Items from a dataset
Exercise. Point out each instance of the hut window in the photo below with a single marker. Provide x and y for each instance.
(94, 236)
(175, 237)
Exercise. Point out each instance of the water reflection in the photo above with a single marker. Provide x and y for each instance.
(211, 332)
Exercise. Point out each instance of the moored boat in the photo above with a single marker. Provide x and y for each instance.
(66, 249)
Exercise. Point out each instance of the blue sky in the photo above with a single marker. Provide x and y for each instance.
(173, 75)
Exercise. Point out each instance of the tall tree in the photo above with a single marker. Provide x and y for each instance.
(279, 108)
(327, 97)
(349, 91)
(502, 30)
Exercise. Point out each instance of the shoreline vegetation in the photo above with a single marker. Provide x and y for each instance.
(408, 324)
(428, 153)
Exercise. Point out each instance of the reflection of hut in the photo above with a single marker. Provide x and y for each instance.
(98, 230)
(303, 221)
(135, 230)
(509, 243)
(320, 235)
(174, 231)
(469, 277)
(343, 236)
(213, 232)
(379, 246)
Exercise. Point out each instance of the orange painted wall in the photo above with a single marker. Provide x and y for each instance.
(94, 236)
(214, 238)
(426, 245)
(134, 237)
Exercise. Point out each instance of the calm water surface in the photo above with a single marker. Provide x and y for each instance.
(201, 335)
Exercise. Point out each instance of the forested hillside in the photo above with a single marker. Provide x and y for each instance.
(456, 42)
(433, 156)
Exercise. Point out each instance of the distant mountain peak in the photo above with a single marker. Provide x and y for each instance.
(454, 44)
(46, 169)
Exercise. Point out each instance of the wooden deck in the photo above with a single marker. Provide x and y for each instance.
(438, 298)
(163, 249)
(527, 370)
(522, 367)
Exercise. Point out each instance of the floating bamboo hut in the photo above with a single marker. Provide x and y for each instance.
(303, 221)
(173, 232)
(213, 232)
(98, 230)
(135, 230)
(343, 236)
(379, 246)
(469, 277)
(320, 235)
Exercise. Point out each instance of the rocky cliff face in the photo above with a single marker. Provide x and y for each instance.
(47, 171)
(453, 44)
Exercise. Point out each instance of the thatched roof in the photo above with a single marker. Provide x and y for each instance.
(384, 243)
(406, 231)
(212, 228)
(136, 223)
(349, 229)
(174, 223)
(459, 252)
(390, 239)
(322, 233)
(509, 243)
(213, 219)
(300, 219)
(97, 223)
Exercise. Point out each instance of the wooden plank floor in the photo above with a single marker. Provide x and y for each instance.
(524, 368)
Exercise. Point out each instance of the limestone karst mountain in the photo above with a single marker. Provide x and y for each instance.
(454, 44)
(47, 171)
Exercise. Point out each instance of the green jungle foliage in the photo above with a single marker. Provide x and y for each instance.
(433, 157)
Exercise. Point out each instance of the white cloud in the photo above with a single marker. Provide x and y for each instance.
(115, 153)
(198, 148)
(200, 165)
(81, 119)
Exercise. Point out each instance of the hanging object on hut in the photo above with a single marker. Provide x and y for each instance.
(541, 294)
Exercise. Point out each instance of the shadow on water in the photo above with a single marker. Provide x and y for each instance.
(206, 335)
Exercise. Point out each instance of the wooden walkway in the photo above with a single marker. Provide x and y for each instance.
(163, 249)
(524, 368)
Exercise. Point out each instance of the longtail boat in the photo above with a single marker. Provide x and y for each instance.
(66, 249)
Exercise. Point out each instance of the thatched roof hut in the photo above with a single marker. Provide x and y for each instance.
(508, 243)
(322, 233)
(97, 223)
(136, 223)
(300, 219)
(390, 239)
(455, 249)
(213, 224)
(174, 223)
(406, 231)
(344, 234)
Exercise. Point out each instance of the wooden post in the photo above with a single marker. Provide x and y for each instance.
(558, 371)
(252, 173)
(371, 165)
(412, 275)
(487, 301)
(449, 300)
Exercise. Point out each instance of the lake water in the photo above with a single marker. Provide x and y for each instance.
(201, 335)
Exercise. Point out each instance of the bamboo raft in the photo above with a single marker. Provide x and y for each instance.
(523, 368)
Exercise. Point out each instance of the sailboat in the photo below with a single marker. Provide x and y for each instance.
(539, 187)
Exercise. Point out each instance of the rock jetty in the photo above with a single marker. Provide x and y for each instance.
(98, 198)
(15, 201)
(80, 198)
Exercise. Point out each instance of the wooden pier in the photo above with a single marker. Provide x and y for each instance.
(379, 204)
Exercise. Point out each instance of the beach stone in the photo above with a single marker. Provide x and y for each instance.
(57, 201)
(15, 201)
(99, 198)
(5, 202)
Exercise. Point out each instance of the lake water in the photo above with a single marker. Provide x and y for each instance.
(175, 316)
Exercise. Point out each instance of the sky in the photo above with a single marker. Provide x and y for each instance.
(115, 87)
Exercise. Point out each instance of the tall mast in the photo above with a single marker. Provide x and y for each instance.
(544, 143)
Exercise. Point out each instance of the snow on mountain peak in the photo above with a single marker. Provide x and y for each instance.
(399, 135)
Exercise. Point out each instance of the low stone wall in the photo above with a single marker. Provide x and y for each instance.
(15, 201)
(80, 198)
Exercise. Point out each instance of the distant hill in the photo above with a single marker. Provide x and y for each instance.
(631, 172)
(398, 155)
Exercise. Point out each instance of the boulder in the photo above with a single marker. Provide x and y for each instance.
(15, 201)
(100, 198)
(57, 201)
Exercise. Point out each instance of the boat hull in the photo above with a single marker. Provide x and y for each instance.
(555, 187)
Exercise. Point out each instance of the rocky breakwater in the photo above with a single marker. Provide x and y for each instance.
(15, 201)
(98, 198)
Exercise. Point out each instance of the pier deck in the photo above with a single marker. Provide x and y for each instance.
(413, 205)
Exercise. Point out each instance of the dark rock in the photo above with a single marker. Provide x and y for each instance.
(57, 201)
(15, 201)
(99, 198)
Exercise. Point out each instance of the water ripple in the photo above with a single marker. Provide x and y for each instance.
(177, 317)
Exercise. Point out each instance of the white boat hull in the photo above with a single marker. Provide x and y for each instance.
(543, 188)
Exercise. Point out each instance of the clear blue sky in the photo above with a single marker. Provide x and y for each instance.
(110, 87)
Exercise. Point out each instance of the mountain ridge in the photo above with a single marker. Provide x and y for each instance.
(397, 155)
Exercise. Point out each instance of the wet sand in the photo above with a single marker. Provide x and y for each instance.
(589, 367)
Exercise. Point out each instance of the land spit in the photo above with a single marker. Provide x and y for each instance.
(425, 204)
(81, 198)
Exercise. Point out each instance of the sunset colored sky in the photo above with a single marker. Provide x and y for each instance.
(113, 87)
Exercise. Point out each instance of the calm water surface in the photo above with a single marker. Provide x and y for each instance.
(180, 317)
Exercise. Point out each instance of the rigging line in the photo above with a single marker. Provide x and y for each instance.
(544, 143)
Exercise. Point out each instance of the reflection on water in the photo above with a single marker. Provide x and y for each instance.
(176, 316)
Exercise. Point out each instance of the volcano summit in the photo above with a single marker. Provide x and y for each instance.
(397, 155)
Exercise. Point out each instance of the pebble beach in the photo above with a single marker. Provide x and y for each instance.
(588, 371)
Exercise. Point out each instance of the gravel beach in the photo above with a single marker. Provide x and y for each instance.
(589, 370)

EXERCISE BRIEF:
Copy down the whole of the data above, matching it exactly.

FINAL ANSWER:
Exercise. Point out each instance of the hut window in the photo below with a single marker. Provide x and y for each instance.
(94, 236)
(175, 237)
Exercise. Point out each instance of the water reflection in the photo above with a single marker. Provide x and y for each instance.
(211, 332)
Exercise. Point out each instance of the moored boat in the photo above with a single marker. Provide x and y for each instance.
(66, 249)
Exercise. Point out each instance of the blue sky in the photo above with a single marker. Provide x and y for each instance.
(173, 75)
Exercise. Point out each instance of the tall tree in the photo above with a single marker. Provide x and y for each instance.
(279, 108)
(327, 97)
(349, 91)
(502, 30)
Exercise. Point out each instance of the shoreline vegetation in the photo above with a single marker. Provide x and y for each instance.
(408, 324)
(428, 153)
Exercise. Point out each instance of the reflection of hut in the photo above with a single marker. Provide x and y for each instance.
(98, 230)
(303, 221)
(135, 230)
(509, 243)
(320, 235)
(174, 231)
(469, 277)
(343, 236)
(213, 232)
(379, 246)
Exercise. Point out each instance of the orange painted wall in the photo above with a single marker. Provide x and y for each instance.
(94, 236)
(214, 238)
(426, 245)
(134, 237)
Exercise. Point out each instance of the calm water surface in the photo above with a single marker. Provide x and y for each instance.
(201, 335)
Exercise. Point out each instance of the forested hillside in the photo above with a single marker. Provide x and y for each instance.
(456, 42)
(433, 156)
Exercise. Point out each instance of the distant mountain peak in the photo above with a single marker. Provide x and y for each instance.
(454, 44)
(46, 169)
Exercise. Point out each instance of the wooden deck in the photo above with a single marker. Provide x and y for each instance.
(438, 298)
(163, 249)
(527, 370)
(522, 367)
Exercise. Point out each instance of the floating bamboo hut in the photo above with a single marker. Provide x and y for each instance.
(303, 221)
(173, 232)
(213, 232)
(98, 230)
(135, 230)
(343, 236)
(379, 246)
(469, 277)
(320, 235)
Exercise. Point out each instance of the rocky cliff face in the photo above with a single marker. Provide x and y for each instance.
(47, 171)
(453, 44)
Exercise. Point out each instance of the thatched roof in the photo above with a single marker. Provide x and y for each instance.
(384, 243)
(406, 231)
(212, 228)
(136, 223)
(349, 229)
(174, 223)
(459, 252)
(390, 239)
(322, 233)
(509, 243)
(213, 219)
(300, 219)
(97, 223)
Exercise. Point out each instance of the wooden plank floor in the photo above with a single marker. Provide x and y for each instance.
(524, 368)
Exercise. Point out each instance of the limestone karst mountain in the photo above with a single marker. Provide x and y for each instance.
(454, 44)
(47, 171)
Exercise. Point out each instance of the green jungle foliage in the photo above with a single marker. Provide x and y for each instance.
(433, 157)
Exercise. Point out each instance of the white cloud in the photo above with a single marker. Provide x and y for each instance.
(115, 153)
(198, 148)
(200, 165)
(81, 119)
Exercise. Point out each instance of the hanging object on hut in the photo above with a single marker. Provide x and y for each instance.
(541, 294)
Exercise. Point out each instance of the shadow on water in the photo above with a single marker. Provide x and y for each instance.
(206, 335)
Exercise. Point out each instance of the wooden walkway in the photo above with a single marker. Provide x and y for each instance.
(163, 249)
(524, 368)
Exercise. Point out each instance of the longtail boat in the photo above with a single marker. Provide x and y for each instance.
(66, 249)
Exercise. Point out each instance of the thatched roof hut in the photo above with a single marker. Provide x and y for each instance.
(508, 243)
(322, 233)
(97, 223)
(136, 223)
(300, 219)
(390, 239)
(455, 249)
(213, 224)
(174, 223)
(406, 231)
(344, 234)
Exercise. Point out each instance of the wooden post in the photo above with a single marker. Provide x and y for each instance.
(558, 371)
(252, 173)
(371, 165)
(412, 275)
(487, 301)
(449, 300)
Exercise. Point out each instance of the lake water in the photo above with a single marker. Provide x and y for each instance.
(201, 335)
Exercise. Point out each instance of the bamboo raft in the photo above with a single marker. Provide x and y for each instance.
(523, 368)
Exercise. Point out each instance of the sailboat in the photo below with a single marker. Provide x and y for each instance.
(539, 187)
Exercise. Point out each instance of the rock jetty in the photo above with a single marker. Provide x and y for each instance.
(98, 198)
(15, 201)
(80, 198)
Exercise. Point out each instance of the wooden pier in the photo above with a single marker. Provide x and y for each instance.
(379, 204)
Exercise. Point out each instance of the beach stone in the photo above with a single marker. Provide x and y for each instance.
(57, 201)
(15, 201)
(99, 198)
(5, 202)
Exercise. Point out each instance of the lake water in the photo above with a single marker. Provide x and y for each instance.
(175, 316)
Exercise. Point out each instance of the sky in the photo above with a single marker. Provide x and y for each instance.
(115, 87)
Exercise. Point out each instance of the tall mast in the photo above with a single marker. Provide x and y for each instance.
(544, 143)
Exercise. Point out each instance of the snow on mountain peak in the photo above with a single marker. Provide x and y for each instance.
(399, 135)
Exercise. Point out each instance of the low stone wall in the photo above with a single marker. Provide x and y for each instance.
(15, 201)
(80, 198)
Exercise. Point out each instance of the distant hill in the photo above with a single marker. Provide x and y for each instance.
(631, 172)
(398, 155)
Exercise. Point out each instance of the boulder in the photo above with a single marker. Provide x and y for each instance.
(15, 201)
(100, 198)
(57, 201)
Exercise. Point out each instance of the boat hull in the photo above with a single marker. Provide x and y for each instance.
(555, 187)
Exercise. Point out each instance of the rocky breakwater in the photo above with a single marker. Provide x and y for each instance.
(15, 201)
(98, 198)
Exercise. Point out each instance of the pier deck in the photo above with a single marker. Provide x and y for each instance.
(413, 205)
Exercise. Point out each instance of the dark rock in the photo above with a single marker. Provide x and y for each instance.
(57, 201)
(15, 201)
(99, 198)
Exercise. Point out each instance of the water ripple in the photo above with a single marker. Provide x and y for each instance.
(177, 317)
Exercise. Point out each instance of the white boat hull in the photo above with a single marker. Provide x and y for each instance.
(543, 188)
Exercise. Point out each instance of the clear blue sky in the photo above with a single marker. Provide x and y for each instance.
(110, 87)
Exercise. Point out each instance of the mountain ridge in the photo above with a single marker. Provide x and y for each instance.
(397, 155)
Exercise. Point out each instance of the wet sand in the photo above with a single marker. Provide x and y for each instance.
(589, 367)
Exercise. Point out each instance of the land spit in the photo above with a single marker. Provide x and y for each instance.
(425, 204)
(81, 198)
Exercise. Point out each instance of the sunset colored sky in the photo above with a single marker. Provide x and y for each instance.
(113, 87)
Exercise. Point out each instance of the calm water surface in the photo above with a single marker. Provide x and y for each instance.
(180, 317)
Exercise. Point out each instance of the rigging line in the photo above with a single marker. Provide x and y for each instance.
(544, 143)
Exercise. Point out each instance of the reflection on water in the photo above with a single marker. Provide x and y for each instance.
(176, 316)
Exercise. Point out each instance of the volcano summit in the photo above with a single marker. Provide x and y for each instance.
(397, 155)
Exercise. Point out each instance of the pebble beach in the photo above with a single marker. Provide x and y for each instance.
(588, 371)
Exercise. Point out each instance of the gravel beach in the photo above with a single marker. Provide x and y for each instance.
(589, 370)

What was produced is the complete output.